PASSAGE PROVIDED >>
==*==

IoT data analytics using Kafka, Kafka Streams and ThingsBoard

Prerequisites
Step 1. Rule Chain configuration
Step 2. Launch Kafka Streams application.
Step 3. Configure the Kafka Integration.
- Configure Uplink Converter
- Configure Kafka Integration
Step 4. Configure Rule Engine to raise Alarms.
Step 5. Remove debug messages logging
Next steps

ThingsBoard rule engine supports basic analysis of incoming telemetry data, for example, threshold crossing. The idea behind rule engine is to provide functionality to route data from IoT Devices to different plugins, based on device attributes or the data itself.
However, most of the real-life use cases also require the support of advanced analytics: machine learning, predictive analytics, etc.

This tutorial will demonstrate how you can:

route telemetry device data from ThingsBoard to Kafka topic using the built-in rule engine capabilities (works for both ThingsBoard CE and PE).
aggregate data from multiple devices using a simple Kafka Streams application.
push results of the analytics back to ThingsBoard for persistence and visualization using ThingsBoard PE Kafka Integration.

The analytics in this tutorial is, of course, quite simple, but our goal is to highlight the integration steps.

Let’s assume we have a large number of solar panels which include a number of solar modules. ThingsBoard is used to collect, store and visualize anomaly telemetry from these solar modules in each panels.

We calculated anomaly by comparing value produced from a solar module with the average valued produced by all modules of the same panel and standard deviation of the same value.

We will analyze real-time data from multiple devices using Kafka Streams job with 30 seconds window (configurable).

In order to store and visualize the results of the analytics, we are going to create three virtual solar module devices for each solar panel.

Prerequisites

The following services must be up and running:

ThingsBoard PE v2.4.2+ instance
Kafka server

Step 1. Rule Chain configuration

During this step we will configure three generator nodes that will produce simulated data for testing during development. Typically, you don’t need them in production, but it is very useful for debugging. We will generate data for 3 modules and one panel. Two of those modules will produce the same value and one module will produce much lower value. Of course, you should replace this with real data produced by real devices. This is just an example.

Let’s create three devices with type “solar-module”. If you are using ThingsBoard PE, you cna put them to new “Solar Modules” group.

Now, let’s create three device simulators to push data directly to our local Kafka broker. The simulated data will be pushed to the Kafka Rule Node, which is responsible for pushing data to Kafka topic. Let’s configure Kafka Rule Node first. We will use local Kafka server (localhost:9092) and topic “solar-module-raw”.

==*==

AIM A >>
Answer these about the Kafka and ThingsBoard tutorial:
(i) What length of time window does the Kafka Streams job use?
(ii) Which ThingsBoard edition and version must be running?
(iii) Which Kafka server address and topic are used for the Kafka Rule Node?
AIM B >>
Please carry on the Kafka and ThingsBoard tutorial from its last sentence.
The rows after the tutorial are separate material.

ENTRIES SUPPLIED >>
==*==

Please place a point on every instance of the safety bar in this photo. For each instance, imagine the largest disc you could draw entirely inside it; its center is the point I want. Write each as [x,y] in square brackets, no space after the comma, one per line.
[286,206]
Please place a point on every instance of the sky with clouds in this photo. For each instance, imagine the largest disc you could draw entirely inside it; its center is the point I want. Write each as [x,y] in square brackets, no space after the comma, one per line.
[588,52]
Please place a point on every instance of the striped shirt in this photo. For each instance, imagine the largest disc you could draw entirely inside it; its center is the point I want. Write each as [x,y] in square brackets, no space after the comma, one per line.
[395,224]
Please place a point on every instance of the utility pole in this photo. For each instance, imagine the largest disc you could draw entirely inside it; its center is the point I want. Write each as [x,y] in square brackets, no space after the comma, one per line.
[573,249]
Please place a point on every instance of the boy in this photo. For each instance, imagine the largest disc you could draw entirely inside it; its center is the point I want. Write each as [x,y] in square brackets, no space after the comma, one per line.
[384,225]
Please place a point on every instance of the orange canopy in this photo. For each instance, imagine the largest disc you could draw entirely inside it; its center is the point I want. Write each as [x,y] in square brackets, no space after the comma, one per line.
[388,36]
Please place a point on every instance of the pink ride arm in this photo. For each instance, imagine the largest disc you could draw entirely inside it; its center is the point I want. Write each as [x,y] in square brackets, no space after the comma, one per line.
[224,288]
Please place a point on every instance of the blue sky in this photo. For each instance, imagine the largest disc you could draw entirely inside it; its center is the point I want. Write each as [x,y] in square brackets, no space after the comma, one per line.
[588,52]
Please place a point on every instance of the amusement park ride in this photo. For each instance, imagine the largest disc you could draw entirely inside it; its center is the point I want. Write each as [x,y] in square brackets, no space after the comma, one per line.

==*==

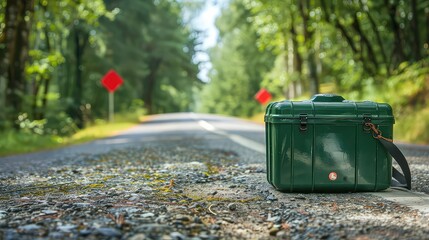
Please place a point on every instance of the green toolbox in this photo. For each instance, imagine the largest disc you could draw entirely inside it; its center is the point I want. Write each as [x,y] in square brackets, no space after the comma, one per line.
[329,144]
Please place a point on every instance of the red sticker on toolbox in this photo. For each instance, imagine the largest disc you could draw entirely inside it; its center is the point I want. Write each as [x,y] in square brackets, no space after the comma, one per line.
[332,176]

==*==

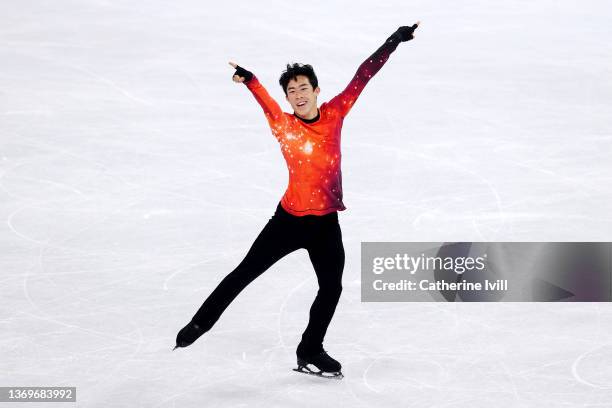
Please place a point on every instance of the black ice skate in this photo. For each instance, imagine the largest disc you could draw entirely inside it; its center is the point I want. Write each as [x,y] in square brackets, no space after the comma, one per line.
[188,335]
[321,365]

==*==

TASK RESULT A >>
(i) 30 seconds, which is configurable.
(ii) ThingsBoard PE v2.4.2+.
(iii) The local Kafka server at localhost:9092 and the topic "solar-module-raw".

TASK RESULT B >>
Now, let’s add “generator” node for the first module. We will configure generator to constantly “produce” 5 watts.

Add “generator” node for the second module. We will configure generator to constantly “produce” 5 watts as well.

Now, let’s add “generator” node for the third module. We will configure generator to constantly “produce” 3.5 watts which simulates module degradation.

The result rule chain should look similar to this one:

You can also download the rule chain JSON file and import it to your project.

Once the rule chain is imported, you should check the debug output of the Kafka node. If your Kafka is up and running at localhost, you should see similar debug messages. Notice the absence of errors in debug log:

Step 2. Launch Kafka Streams application.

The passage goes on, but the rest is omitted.